== What needs to be done ==
Which lines in the records below contain the word "query"? Copy each one.

== Given data ==
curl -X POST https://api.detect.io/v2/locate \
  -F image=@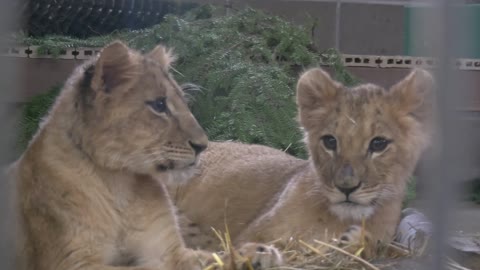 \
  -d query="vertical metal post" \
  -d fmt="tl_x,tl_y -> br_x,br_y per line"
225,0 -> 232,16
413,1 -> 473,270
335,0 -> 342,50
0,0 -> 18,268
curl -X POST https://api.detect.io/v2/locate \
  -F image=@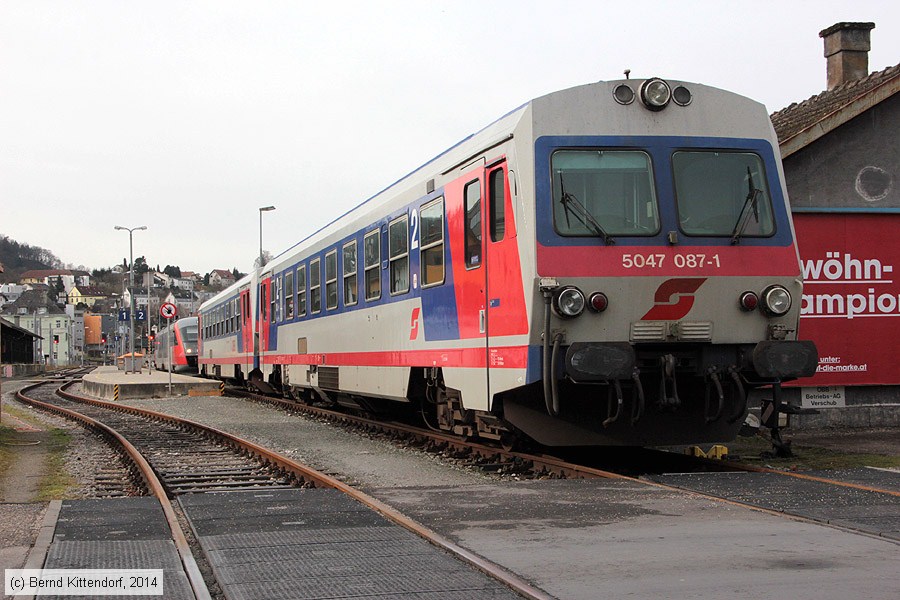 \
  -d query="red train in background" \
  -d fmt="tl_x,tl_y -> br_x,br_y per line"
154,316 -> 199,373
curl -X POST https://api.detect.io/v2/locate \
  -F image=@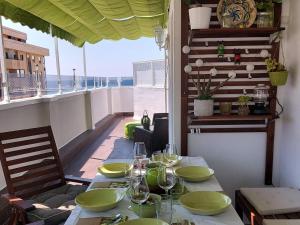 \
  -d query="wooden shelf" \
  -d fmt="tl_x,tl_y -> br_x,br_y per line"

== Answer to this task ==
  -d query="vertical metal post" \
  -d query="red train in background" \
  -d query="wooden shelf" \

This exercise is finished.